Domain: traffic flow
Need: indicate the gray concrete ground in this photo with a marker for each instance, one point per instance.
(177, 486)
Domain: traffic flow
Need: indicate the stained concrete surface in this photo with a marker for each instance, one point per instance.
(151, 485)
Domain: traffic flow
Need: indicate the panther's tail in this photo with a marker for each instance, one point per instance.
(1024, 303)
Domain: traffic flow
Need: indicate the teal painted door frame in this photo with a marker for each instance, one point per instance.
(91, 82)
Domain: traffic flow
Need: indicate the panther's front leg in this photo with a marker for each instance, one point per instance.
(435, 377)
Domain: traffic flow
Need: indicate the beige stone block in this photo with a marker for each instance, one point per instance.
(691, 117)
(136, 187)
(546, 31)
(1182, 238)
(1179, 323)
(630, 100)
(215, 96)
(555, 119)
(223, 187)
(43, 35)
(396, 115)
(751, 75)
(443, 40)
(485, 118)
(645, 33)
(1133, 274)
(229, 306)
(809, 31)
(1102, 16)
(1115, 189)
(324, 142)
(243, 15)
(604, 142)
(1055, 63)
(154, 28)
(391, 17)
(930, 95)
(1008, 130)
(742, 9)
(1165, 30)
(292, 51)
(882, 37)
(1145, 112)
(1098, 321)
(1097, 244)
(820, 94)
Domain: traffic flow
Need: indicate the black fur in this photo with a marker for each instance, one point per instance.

--

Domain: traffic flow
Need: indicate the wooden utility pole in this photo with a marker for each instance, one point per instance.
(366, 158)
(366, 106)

Exercise brief:
Output, from the data above, the lines from the line with "Need: indicate the panther's tail" to the line with "Need: indicate the black" exactly as they stand, both ends included and nothing else.

Your response:
Need: indicate the panther's tail in this photo with a marker for each instance, one point per instance.
(1024, 303)
Domain: traffic flow
Need: indicate the teal painted door frame in this photo with a marker for each instance, one point per instance.
(91, 82)
Domain: traffic flow
Need: indicate the panther's front leg in this photo with a marker for each instance, one point per instance.
(435, 377)
Domain: traffic flow
Need: indicate the beige stone block in this photo with a marker for each instance, one point per instance.
(691, 117)
(136, 187)
(546, 31)
(1182, 238)
(1179, 323)
(630, 100)
(215, 96)
(555, 119)
(223, 187)
(43, 35)
(396, 115)
(751, 75)
(443, 40)
(485, 118)
(645, 33)
(1133, 274)
(229, 306)
(809, 31)
(1102, 16)
(1115, 189)
(324, 142)
(243, 15)
(604, 142)
(1055, 63)
(154, 28)
(391, 17)
(930, 95)
(1008, 130)
(742, 9)
(1165, 30)
(292, 51)
(882, 37)
(1145, 112)
(1098, 321)
(1097, 244)
(820, 94)
Domain: traffic flow
Need: indicate the black fur in this photo with a marker for each instance, one point per instance.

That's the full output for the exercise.